◆ WHAT IS EXPECTED
Convert every row below into a JSON list of strings, one string per line, omitting blank lines.

◆ MATERIAL PROVIDED

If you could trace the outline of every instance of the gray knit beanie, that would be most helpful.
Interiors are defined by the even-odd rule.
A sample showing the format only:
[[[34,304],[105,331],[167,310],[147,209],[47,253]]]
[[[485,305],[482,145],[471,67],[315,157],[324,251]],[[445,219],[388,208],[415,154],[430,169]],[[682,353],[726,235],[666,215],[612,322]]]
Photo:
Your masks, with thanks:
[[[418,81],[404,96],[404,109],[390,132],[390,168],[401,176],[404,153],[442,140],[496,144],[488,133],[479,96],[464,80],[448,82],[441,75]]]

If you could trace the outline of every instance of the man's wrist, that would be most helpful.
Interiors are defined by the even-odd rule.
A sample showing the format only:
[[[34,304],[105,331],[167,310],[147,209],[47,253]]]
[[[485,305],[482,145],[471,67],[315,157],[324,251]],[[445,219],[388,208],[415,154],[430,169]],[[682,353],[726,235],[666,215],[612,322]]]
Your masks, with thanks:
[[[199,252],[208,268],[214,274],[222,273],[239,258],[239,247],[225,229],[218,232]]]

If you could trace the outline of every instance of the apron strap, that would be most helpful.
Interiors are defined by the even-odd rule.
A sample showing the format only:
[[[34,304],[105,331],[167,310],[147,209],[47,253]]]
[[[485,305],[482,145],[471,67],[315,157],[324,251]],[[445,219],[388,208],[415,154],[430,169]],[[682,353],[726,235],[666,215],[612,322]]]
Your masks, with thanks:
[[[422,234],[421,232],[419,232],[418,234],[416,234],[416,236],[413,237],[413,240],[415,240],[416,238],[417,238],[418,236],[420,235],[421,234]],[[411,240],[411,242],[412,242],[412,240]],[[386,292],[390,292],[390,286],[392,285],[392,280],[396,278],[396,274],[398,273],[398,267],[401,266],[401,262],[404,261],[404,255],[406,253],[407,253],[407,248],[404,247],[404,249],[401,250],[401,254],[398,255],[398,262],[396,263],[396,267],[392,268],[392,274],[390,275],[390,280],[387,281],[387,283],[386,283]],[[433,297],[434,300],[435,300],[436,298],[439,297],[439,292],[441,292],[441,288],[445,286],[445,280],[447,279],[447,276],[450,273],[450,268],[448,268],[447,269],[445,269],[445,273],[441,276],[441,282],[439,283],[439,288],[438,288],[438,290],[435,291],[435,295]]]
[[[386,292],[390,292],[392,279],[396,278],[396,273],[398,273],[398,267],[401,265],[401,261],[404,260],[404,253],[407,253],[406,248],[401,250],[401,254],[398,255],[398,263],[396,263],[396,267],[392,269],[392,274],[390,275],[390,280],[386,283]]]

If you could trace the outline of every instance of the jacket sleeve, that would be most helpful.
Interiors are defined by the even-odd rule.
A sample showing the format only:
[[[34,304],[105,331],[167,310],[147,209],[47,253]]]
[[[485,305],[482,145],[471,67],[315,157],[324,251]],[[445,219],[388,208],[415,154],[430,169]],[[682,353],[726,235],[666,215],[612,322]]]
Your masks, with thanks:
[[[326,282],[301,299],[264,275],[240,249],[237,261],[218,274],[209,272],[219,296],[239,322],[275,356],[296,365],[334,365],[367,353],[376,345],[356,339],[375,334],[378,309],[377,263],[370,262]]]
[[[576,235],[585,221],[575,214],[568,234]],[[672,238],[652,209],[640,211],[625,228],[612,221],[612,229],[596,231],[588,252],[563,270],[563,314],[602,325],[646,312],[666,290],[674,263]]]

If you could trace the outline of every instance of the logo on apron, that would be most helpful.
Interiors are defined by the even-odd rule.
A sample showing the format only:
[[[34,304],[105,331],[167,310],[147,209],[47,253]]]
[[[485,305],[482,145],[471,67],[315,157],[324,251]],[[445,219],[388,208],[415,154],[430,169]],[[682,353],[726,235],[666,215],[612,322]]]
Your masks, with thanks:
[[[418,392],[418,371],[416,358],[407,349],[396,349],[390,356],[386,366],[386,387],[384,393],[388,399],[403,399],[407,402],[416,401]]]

◆ EXERCISE OUTPUT
[
  "If you could trace the outline of every instance of the gray knit beanie, that would be most helpful.",
  "Interiors are defined by the even-odd rule.",
  "A sample showing the format only:",
  "[[[34,304],[105,331],[167,310],[147,209],[47,253]]]",
  "[[[485,305],[482,145],[471,67],[315,157],[324,251]],[[445,219],[388,208],[415,154],[430,169]],[[682,353],[726,235],[666,215],[612,322]]]",
  "Photo:",
  "Your masks, with thanks:",
  "[[[418,81],[404,96],[404,109],[390,132],[390,168],[401,176],[404,153],[442,140],[496,144],[488,133],[479,96],[464,80],[448,82],[441,75]]]",
  "If you could trace the outline of every instance of the man's wrist, that would be most helpful.",
  "Interiors are defined by the even-odd rule.",
  "A sample showing the format only:",
  "[[[34,304],[105,331],[167,310],[147,209],[47,253]]]",
  "[[[485,305],[482,145],[471,67],[315,157],[324,251]],[[445,219],[388,208],[415,154],[430,169]],[[682,353],[726,235],[666,215],[612,322]]]",
  "Your masks, with thanks:",
  "[[[199,252],[208,268],[214,274],[222,273],[239,258],[239,247],[225,229],[218,232]]]",
  "If you could trace the outline of every instance of the apron strap, that would be most helpful.",
  "Interiors are defined by the even-odd rule.",
  "A sample showing the format only:",
  "[[[34,304],[105,331],[167,310],[147,209],[47,253]]]",
  "[[[485,305],[482,145],[471,67],[315,157],[324,251]],[[445,219],[388,208],[415,154],[430,169]],[[682,353],[726,235],[666,215],[612,322]]]",
  "Your masks, with thanks:",
  "[[[422,234],[421,232],[419,232],[418,234],[416,234],[416,236],[413,237],[413,240],[415,240],[416,238],[417,238],[418,236],[420,235],[421,234]],[[411,240],[411,242],[412,242],[412,240]],[[386,292],[390,292],[390,286],[392,285],[392,280],[396,278],[396,274],[398,273],[398,267],[401,266],[401,262],[404,261],[404,255],[406,253],[407,253],[407,248],[404,247],[404,249],[401,250],[401,254],[398,255],[398,262],[396,263],[396,267],[392,268],[392,274],[390,275],[390,280],[387,281],[387,283],[386,283]],[[433,297],[434,300],[435,300],[436,298],[439,297],[439,292],[441,292],[441,288],[445,286],[445,280],[447,279],[447,276],[450,273],[450,268],[448,268],[447,269],[445,269],[445,273],[441,276],[441,282],[439,283],[439,288],[438,288],[438,290],[435,291],[435,295]]]",
  "[[[386,292],[390,292],[392,279],[396,278],[396,273],[398,273],[398,267],[401,265],[401,261],[404,260],[404,253],[407,253],[406,248],[401,250],[401,254],[398,255],[398,263],[396,263],[396,267],[392,269],[392,274],[390,275],[390,280],[386,283]]]",
  "If you could trace the outline of every instance of the jacket sleeve, that would be most helpful.",
  "Interiors are defined by the even-odd rule.",
  "A sample showing the format only:",
  "[[[34,304],[105,331],[167,310],[147,209],[47,253]]]",
  "[[[485,305],[482,145],[471,67],[315,157],[324,251]],[[445,219],[388,208],[415,154],[430,169]],[[682,353],[726,235],[666,215],[612,322]]]",
  "Your masks, with thanks:",
  "[[[326,282],[301,299],[264,275],[240,249],[237,261],[218,274],[209,272],[219,296],[239,322],[275,356],[296,365],[334,365],[367,353],[376,345],[356,339],[375,334],[378,309],[377,263],[370,262]]]",
  "[[[576,235],[585,221],[575,214],[568,234]],[[672,238],[652,209],[640,211],[625,228],[612,221],[612,229],[596,231],[588,252],[563,270],[563,314],[602,325],[646,312],[666,290],[674,263]]]",
  "If you could trace the outline of every instance of the logo on apron, that would be most helpful.",
  "Interiors are defined by the even-odd rule.",
  "A sample showing the format only:",
  "[[[34,304],[105,331],[167,310],[147,209],[47,253]]]",
  "[[[485,305],[482,145],[471,67],[315,157],[324,251]],[[445,219],[388,208],[415,154],[430,169]],[[682,353],[726,235],[666,215],[612,322]]]",
  "Your masks, with thanks:",
  "[[[418,392],[418,371],[416,358],[407,349],[396,349],[390,356],[386,366],[386,387],[384,393],[388,399],[403,399],[407,402],[416,401]]]"
]